**CHALLENGE**:
In the material below, copy word for word the stretch from the line containing "In this exercise you will indicate every instance of the stone" through the line containing "<point>355,138</point>", including both of those lines.

**RECORD LIST**:
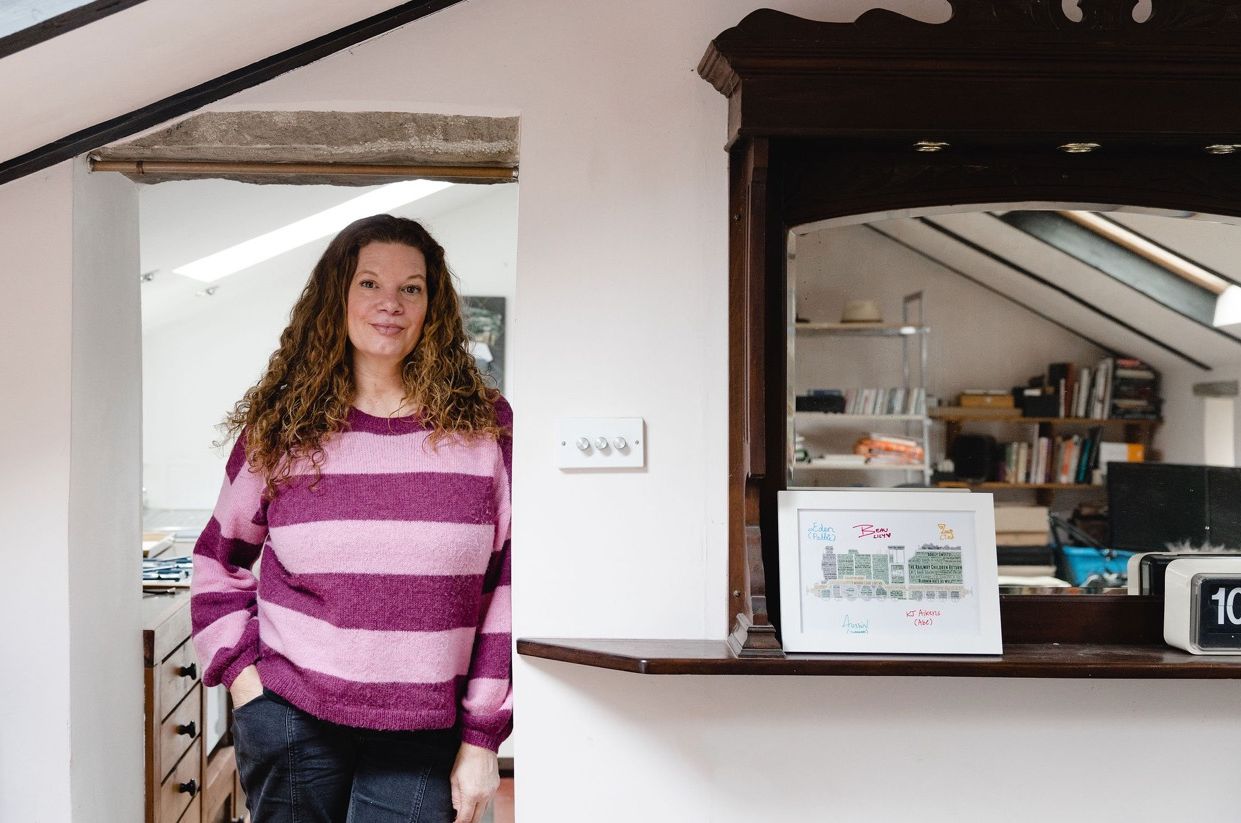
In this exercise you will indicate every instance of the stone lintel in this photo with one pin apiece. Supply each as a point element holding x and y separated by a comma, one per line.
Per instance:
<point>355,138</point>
--
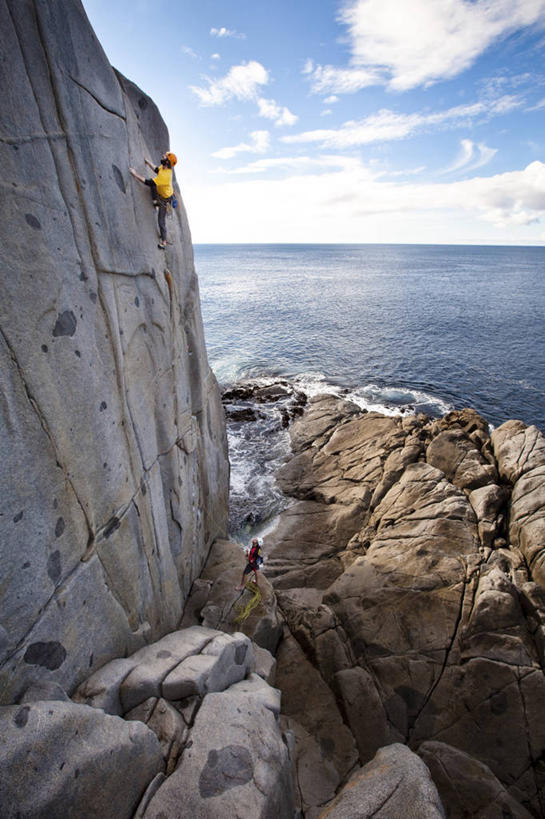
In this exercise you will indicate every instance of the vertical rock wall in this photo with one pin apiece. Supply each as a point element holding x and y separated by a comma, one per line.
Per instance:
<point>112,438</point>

**THE RESULT**:
In this exercise you will indicate every instance of the stone lintel in this photo with one pin apiece. Supply each as a point element holding x and y separated by a comma, one per line.
Per instance:
<point>355,138</point>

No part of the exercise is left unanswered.